- Provided text
Deep in a field of rape seed. This is a suberb standing stone and one which I [PB] think has a lot more occult history known of it than described here. It is first illustrated and named on a local map of the region in 1743 CE, and has fortunately managed to escape the intense agricultural ravages endemic to this part of the country. This impressive weather-worn eight-foot tall standing stone stands aloft in the centre of a field due west of the road between Chalford Green and Dean.

In local folklore and some earlier archaeologists, the Hawk Stone formed an integral part of a stone circle here, but there is little known evidence to substantiate this. In Thorn Graves' (1980) dowsing experiments at the Rollright circle, he found what he described as an 'overground' linking the Circle to the Hawk Stone, but no other connecting sites are known along this line. Interestingly one legend surrounding the monolith tells how this monolith was thrown, or dragged, across the land by a old witch or hag, though we are not told from where- a motif found in connection with spirit lines across the country.

- Data excerpt

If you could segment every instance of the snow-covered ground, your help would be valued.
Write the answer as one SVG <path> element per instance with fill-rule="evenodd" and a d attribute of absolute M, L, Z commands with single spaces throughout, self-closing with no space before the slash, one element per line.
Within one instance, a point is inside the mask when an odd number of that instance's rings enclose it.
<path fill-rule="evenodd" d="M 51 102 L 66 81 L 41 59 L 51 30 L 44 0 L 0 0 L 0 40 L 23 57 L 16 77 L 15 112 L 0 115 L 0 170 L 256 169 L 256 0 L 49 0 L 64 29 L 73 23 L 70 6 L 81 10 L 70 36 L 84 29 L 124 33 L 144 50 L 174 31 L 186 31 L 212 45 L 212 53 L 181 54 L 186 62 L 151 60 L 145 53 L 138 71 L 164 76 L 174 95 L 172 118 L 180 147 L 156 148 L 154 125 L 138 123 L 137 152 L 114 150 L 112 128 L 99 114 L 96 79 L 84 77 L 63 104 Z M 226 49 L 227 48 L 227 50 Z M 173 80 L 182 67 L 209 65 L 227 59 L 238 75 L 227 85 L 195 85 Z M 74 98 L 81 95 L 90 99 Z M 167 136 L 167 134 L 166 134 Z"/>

- Exercise 1
In the Hawk Stone passage, what year is given for the stone's first appearance on a local map?
- Exercise 2
Retype the Hawk Stone passage starting at "Deep in a field" and ending at "Green and Dean.".
- Exercise 3
Write what comes next in the Hawk Stone passage, beginning after its final sentence.
Nothing in the lines is needed for the tasks.

- Task result 1
1743 CE.

- Task result 2
Deep in a field of rape seed. This is a suberb standing stone and one which I [PB] think has a lot more occult history known of it than described here. It is first illustrated and named on a local map of the region in 1743 CE, and has fortunately managed to escape the intense agricultural ravages endemic to this part of the country. This impressive weather-worn eight-foot tall standing stone stands aloft in the centre of a field due west of the road between Chalford Green and Dean.

- Task result 3
In Corbett's History of Spelsbury (1962) the author some of the folklore spoken of our holed Hawk Stone by one Mr Caleb Lainchbury who "said the cleft at the top of the Hawk Stone at Dean was supposed to of been made by the chains of the witches who were tied to it and burnt. As witches seem to have been extremely rare in Oxfordshire it cannot have been a very common practise to burn them at Dean; but there may indeed have been some kind of fire ceremonies near the stone. In name, Hawk stone may come from a fancied resemblence to a Hawk, or because there very often are hawks hovering over those upland fields: or it may simply be a corruption of 'Hoar' meaning old.

In pagan Celtic Britain hawks played a not inconsiderable part in their shamanic lore and,according to Ross [1967] were "malevolent birds". This evidently important and visually impressive monolith plays a substantial part in an incredibly precise alignment (ley) running roughly east-west across the landscape. At first I [TW] thought it to have gone unnoticed but later we later found a reference to the same alignment in an early copy of The Ley Hunter [Cooper 1979]. It links up with other important megalithic sites, such as the Hoar Stones at Enstone, Buswell's thicket, and the ancient Sarsden Cross . To all lovers of megalithic sites, we highly recommend a visit here!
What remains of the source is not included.